THROUGHOUT OUR HISTORY, presidents have had to cajole the public to send troops overseas. Now with the Cold War over, what kind of foreign involvement is acceptable for the sole superpower?
Once again an American president has sent American soldiers in harm’s way despite a constant, historic reluctance of the American people to do so. Almost every president in this century has had to confront the obligations of upholding the idea of democracy around the globe for diplomatic, strategic, economic and even moral reasons.
And each time, in each decade, the president has been perplexed by the potential political hostility of a nation that only once in its history has universally accepted the gauntlet of warfare.
Whether it was Lincoln preserving the union, Wilson making the world safe for democracy, Roosevelt opposing fascism, Truman, Kennedy and Johnson struggling with the threat of creeping communism, Americans have had to be lobbied, persuaded and convinced that the defense of freedom around the world was in fact a defense of their freedom. The argument rarely prevailed. In Southeast Asia it failed totally. Truman and Johnson were denied re-election opportunities because of Korea and Vietnam.
Now that President Clinton has again sent an armed force, a peacekeeping force, to foreign soil, his likely opponent in the 1996 election is the spokesman for all those who see no reason for any American soldier to die in the former Yugoslavia. Sen. Bob Dole will not support Clinton’s decision, only the American servicemen and women who will execute it. Dole is less cynical than many of his colleagues whose collective statements can be summed up as: What’s in it for us?

**Short task 1**
According to the essay on sending troops overseas, which two presidents were denied re-election opportunities, and because of which wars?
**Short task 2**
Update the passage of the essay on sending troops overseas that runs from "Now that President" up to and including "in it for us?", putting "Balkans" in place of "former Yugoslavia".
**Short task 3**
Write what comes next in the essay on sending troops overseas, picking up after its final sentence.
The lines that follow come from a separate source and have no connection to the essay on sending troops overseas.

**Information shown**
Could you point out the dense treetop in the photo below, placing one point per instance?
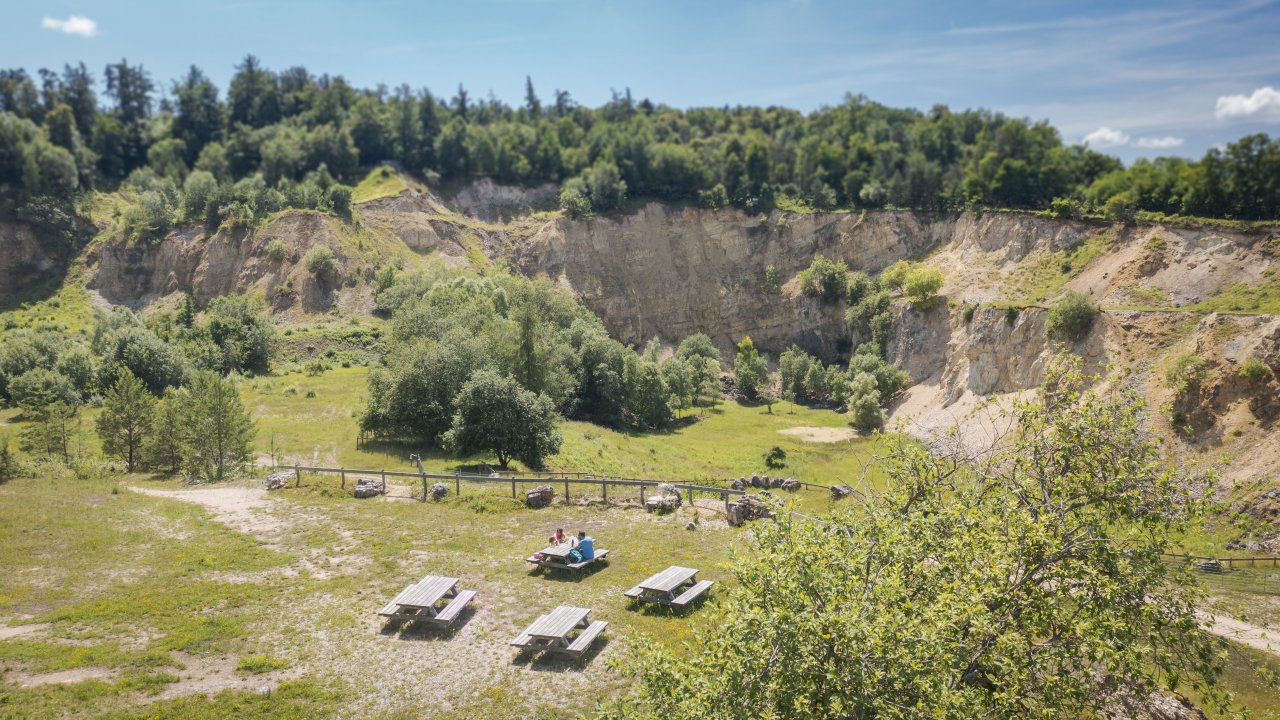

**Written answer 1**
Truman and Johnson, because of Korea and Vietnam.

**Written answer 2**
Now that President Clinton has again sent an armed force, a peacekeeping force, to foreign soil, his likely opponent in the 1996 election is the spokesman for all those who see no reason for any American soldier to die in the Balkans. Sen. Bob Dole will not support Clinton’s decision, only the American servicemen and women who will execute it. Dole is less cynical than many of his colleagues whose collective statements can be summed up as: What’s in it for us?

**Written answer 3**
In the face of this attitude, what kind of foreign involvement can be acceptable now that the Cold War is over, now that there is only one superpower with the ability to intervene for the sake of freedom or humanity?
The fact that the warriors in the American armed forces have been all volunteers since 1972, ostensibly willing to accept whatever risks they are assigned by their commander in chief seems to have not moved the American public an inch from its isolationist posture.
The volunteer Army, some say, is one reason for the resistance to foreign escapades by the military. If the draft still existed, the argument goes, any military experience would be a shared, common and acceptable experience. The fact that the draft was in force during the Vietnam War is rebutted by the argument that it was not egalitarian, that the wealthy, the educated and almost anyone in college avoided it and left the dying to the poor and, disproportionately, to the black. It is hard to assess any of the arguments regarding Vietnam without suspicion since hypocrisy was the national position from the White House to the campus. The only statement of clarity, and honesty in that era came from Muhammad Ali: “I got no quarrel with them Viet Congs.”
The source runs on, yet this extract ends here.